-------- Texto proporcionado --------
He hablado con dos viejos amigos. A José Ángel lo conocí cursando el BUP. No sabía nada de él desde que lo felicité por su cumpleaños. Me ha alegrado su llamada y saber que todos están bien. Su madre, enferma de alzhéimer, vive en una residencia de ancianos donde han muerto 21 personas. No les está permitido el acceso a los familiares, lo que parece razonable, pero tampoco informan sobre el estado de salud de los internos, lo que es, además de ilegal, inhumano. Si fuera él, me presentaba con un notario para levantar acta de lo sucedido, pero cada uno es como es.

El otro amigo es Jose. Fuimos compañeros en la delegación de un diario madrileño. Acaban de despedir a su plantilla (lo poco que quedaba de ella). Sólo han dejado a uno o dos corresponsales. Es una mala noticia. La prensa de papel, que apenas vendía antes de la pandemia, se encamina a su desaparición, con algunas excepciones.

Pasar al paro el Día del Trabajo

Mis antiguos compañeros de periódico han estrenado la condición de parados el Día del Trabajo. Cruel ironía. Los carcamales de los sindicatos han insistido en su letanía para indigentes mentales. Como cuando yo acudía sus ruedas de prensa en 2008, siguen con la cantinela de que es necesario cambiar el modelo productivo de la economía española. Casi nadie presta atención a sus palabras. Carecen de autoridad moral: con una mano piden mejoras para los trabajadores y con la otra echan mano de la reforma laboral para despedir a los suyos, como UGT en Cataluña.  

Un ciclista circula por un polígono a última hora de la tarde.  Foto: JC

La palabra "rescate" ha vuelto a ponerse de moda. La echábamos de menos. Hay vocablos que duran tanto como una chaqueta de pana. "Rescate" es uno de ellos. Hace un mes, la vicepresidenta Calviño, hija de otro Calviño que dirigió RTVE, negaba la posibilidad del rescate, razón de más para pensar lo contrario. Hoy no es una posibilidad; es una evidencia. Sólo falta conocer el cuándo y el cómo. El cuándo podría ser antes del verano si no hay para pagar las nóminas y las pensiones. El cómo es lo más importante: los recortes (¡sí, los recortes!) que el Gobierno calamidad aplicará para recibir el préstamo de los ricos del Norte europeo. Cuando ese rescate sea realidad, nunca reconocerá haberlo pedido. Omitirá esa palabra y la sustituirá, gran aficionado como es a los neologismos, por expresiones como "mecanismo europeo de solidaridad financiera". O algo parecido.
--------
#### Trabajo por hacer
1 > Según el texto sobre los dos viejos amigos, ¿cuántas personas han muerto en la residencia donde vive la madre de José Ángel?
2 > Escribe la continuación del texto sobre los dos viejos amigos a partir de su última frase.
-------- Contenido del conjunto --------
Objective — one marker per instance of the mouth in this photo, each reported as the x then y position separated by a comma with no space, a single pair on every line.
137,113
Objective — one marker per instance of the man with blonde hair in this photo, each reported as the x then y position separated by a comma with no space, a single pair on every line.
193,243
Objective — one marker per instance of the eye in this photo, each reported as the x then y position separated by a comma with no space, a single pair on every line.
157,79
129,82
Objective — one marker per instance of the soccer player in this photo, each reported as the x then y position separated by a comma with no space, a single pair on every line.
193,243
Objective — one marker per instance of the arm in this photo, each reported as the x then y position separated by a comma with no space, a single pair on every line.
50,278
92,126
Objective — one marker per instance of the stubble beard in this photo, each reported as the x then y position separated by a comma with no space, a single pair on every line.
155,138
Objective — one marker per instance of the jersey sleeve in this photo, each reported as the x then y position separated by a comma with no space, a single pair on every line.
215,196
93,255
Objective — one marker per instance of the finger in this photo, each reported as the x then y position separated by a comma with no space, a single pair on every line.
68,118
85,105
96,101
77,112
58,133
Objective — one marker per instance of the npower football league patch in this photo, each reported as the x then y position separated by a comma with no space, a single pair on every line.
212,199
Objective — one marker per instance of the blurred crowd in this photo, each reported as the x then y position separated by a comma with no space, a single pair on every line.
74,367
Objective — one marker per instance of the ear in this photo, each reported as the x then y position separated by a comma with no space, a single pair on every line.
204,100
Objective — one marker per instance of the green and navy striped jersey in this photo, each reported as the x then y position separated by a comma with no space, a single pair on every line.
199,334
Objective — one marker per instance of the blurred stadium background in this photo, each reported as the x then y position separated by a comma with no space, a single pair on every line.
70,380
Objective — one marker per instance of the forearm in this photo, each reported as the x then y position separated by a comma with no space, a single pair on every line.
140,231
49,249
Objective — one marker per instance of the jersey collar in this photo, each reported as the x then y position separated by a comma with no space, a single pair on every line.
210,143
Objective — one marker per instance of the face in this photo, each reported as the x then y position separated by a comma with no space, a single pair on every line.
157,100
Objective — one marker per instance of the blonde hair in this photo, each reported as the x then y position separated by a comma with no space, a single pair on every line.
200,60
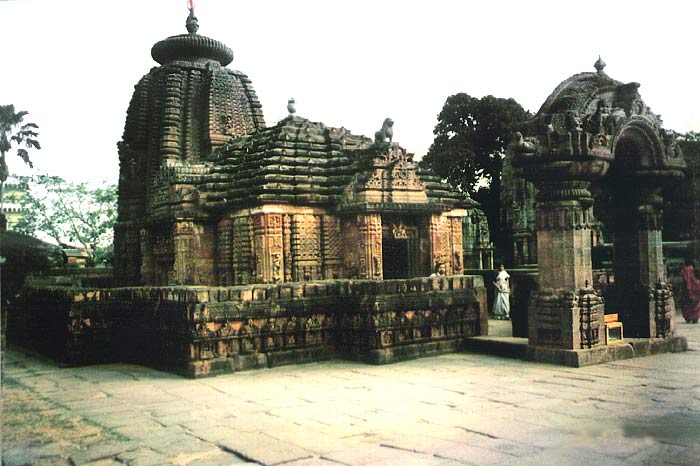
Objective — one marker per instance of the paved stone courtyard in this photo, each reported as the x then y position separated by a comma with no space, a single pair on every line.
446,410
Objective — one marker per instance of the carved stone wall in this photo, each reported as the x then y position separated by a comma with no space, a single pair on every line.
268,248
332,248
205,331
306,247
368,250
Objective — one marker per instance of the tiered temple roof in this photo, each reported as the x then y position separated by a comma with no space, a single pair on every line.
302,162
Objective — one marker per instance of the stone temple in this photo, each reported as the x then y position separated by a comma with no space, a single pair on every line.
240,245
208,195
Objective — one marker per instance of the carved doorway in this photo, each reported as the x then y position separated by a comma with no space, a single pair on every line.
395,258
400,246
634,185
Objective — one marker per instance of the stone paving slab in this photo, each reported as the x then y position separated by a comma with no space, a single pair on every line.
445,410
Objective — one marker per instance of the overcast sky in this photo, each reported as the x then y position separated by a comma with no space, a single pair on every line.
73,65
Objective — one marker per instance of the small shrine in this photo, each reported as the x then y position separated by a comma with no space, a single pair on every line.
595,130
240,245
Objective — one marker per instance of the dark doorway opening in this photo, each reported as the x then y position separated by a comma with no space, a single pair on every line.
395,258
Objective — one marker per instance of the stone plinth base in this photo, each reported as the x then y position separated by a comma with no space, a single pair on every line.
603,354
508,347
205,331
244,362
407,352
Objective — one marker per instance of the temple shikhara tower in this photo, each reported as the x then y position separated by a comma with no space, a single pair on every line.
240,245
210,196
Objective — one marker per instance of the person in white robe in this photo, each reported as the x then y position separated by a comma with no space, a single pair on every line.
501,305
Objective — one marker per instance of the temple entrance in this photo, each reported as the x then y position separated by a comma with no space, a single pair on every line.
395,258
635,224
400,248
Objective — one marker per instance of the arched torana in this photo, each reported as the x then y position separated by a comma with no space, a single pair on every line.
593,128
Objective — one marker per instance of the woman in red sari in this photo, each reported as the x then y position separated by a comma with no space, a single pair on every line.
691,303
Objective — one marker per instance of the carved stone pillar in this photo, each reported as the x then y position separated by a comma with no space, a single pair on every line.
563,222
638,262
565,313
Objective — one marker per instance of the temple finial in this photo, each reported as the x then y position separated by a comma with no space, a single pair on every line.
192,23
599,65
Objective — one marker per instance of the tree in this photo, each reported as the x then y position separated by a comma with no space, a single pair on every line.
13,131
70,213
470,141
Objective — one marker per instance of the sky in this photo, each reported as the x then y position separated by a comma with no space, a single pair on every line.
73,64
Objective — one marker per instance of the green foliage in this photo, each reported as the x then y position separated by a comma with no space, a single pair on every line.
471,137
71,213
13,131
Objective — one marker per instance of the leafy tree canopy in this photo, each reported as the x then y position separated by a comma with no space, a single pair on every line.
70,213
470,139
13,131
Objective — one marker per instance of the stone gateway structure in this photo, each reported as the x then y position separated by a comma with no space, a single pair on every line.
593,129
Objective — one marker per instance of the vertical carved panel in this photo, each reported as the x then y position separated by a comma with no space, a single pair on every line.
172,116
242,251
457,248
306,247
287,244
268,248
332,252
224,250
370,259
351,253
183,240
439,241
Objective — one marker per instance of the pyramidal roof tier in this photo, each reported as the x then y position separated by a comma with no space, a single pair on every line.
307,163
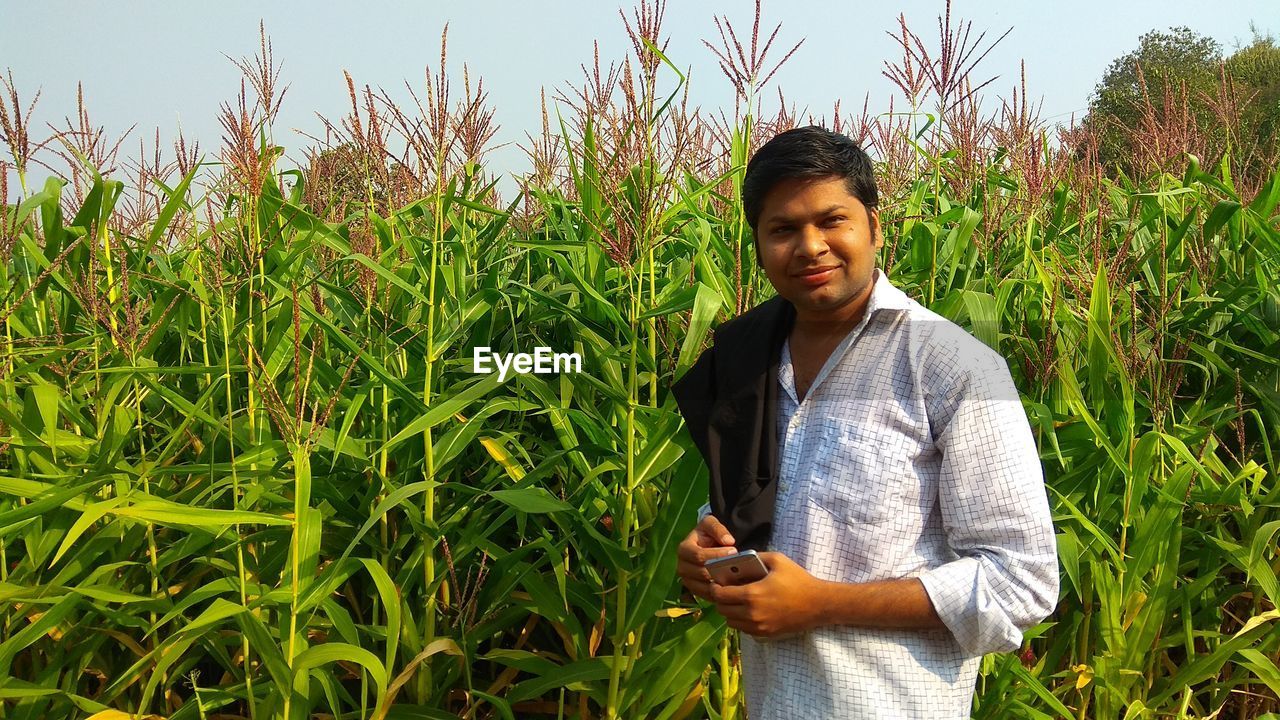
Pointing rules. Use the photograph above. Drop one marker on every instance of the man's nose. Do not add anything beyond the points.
(813, 242)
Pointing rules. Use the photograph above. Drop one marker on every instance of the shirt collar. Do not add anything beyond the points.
(886, 296)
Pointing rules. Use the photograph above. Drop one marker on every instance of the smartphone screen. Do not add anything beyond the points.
(737, 569)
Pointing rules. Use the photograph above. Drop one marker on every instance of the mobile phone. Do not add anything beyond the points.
(736, 569)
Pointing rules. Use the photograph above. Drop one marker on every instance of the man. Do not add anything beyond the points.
(874, 451)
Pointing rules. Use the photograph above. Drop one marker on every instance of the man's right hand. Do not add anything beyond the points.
(709, 540)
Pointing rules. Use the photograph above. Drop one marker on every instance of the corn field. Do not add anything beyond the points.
(247, 470)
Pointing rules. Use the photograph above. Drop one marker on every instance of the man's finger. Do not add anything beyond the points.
(716, 531)
(773, 559)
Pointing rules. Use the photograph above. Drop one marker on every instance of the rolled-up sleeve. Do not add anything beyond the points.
(995, 511)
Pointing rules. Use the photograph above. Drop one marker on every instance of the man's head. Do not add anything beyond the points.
(807, 153)
(810, 200)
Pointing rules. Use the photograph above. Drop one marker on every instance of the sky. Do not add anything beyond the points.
(163, 64)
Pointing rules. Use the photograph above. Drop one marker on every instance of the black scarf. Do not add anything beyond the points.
(730, 402)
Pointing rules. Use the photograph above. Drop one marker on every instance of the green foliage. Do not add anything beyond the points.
(246, 468)
(1178, 89)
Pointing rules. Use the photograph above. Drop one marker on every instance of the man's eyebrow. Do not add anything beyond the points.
(824, 212)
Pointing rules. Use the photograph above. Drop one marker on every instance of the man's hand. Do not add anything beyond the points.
(709, 540)
(787, 601)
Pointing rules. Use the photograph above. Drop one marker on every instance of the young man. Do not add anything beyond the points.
(874, 451)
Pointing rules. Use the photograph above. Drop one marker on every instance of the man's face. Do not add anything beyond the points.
(818, 247)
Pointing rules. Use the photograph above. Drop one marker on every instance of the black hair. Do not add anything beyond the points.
(807, 153)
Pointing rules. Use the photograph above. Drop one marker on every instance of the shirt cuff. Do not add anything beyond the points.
(963, 600)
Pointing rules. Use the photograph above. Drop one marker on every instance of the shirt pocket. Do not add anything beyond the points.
(856, 472)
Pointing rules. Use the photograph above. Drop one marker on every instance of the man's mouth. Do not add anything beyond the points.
(817, 276)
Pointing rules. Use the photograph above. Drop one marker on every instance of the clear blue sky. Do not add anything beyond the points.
(156, 64)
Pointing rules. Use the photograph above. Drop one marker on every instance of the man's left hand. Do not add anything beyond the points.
(784, 602)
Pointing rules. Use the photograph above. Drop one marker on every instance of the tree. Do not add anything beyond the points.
(1178, 94)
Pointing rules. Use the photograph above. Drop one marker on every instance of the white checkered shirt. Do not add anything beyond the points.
(909, 458)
--------
#### Resultados por tarea
1 > 21 personas.

2 >
He felicitado a mi madre este domingo. Hay años en que me olvido. No soy como mi hermano, que es un detallista para estas cosas. Es fácil que no me acuerde del cumpleaños o el santo de un allegado. Como me conocen, no me lo tienen en cuenta.

El sábado me lancé a la calle como mucha gente. Tenía la ilusión del principiante, la alegría del niño que estrena zapatos, el ansia del preso que pisa el patio después de una larga temporada en la celda. Me recordó a la prima cita con mi primera novia. Estaba igual de nervioso. Me puse lo mejor que encontré en el armario. Salí a las 19:57 horas, tres minutos antes de lo permitido, para no coincidir con ningún vecino.

Me gusta caminar por los polígonos

Al igual que a Baroja le gustaba caminar por los extrarradios de Madrid, yo siento debilidad por la soledad de los polígonos. Me gusta perderme por sus calles desiertas, entre almacenes, chatarrerías, gimnasios y restaurantes cerrados.

El polígono más cercano a mi casa está a cinco minutos andando. Pensé que estaría solo en el paseo, pero me he equivocado. Gente sana, esbelta y joven (ellos son el porvenir de este mundo siniestro que nace) corre o circula en bicicleta o patinete. Yo prefiero el tempo lento de mis pasos. Andar me limpia por dentro, es un lavado de cabeza.

Mientras me entretengo haciendo fotos a naves cerradas, pienso en un relato que no sé si llegaré a escribir. Los polígonos —que están tan solos como nosotros— son un material literario formidable, de primer orden. Son lo más parecido que tenemos los solitarios al desierto de Zaratustra.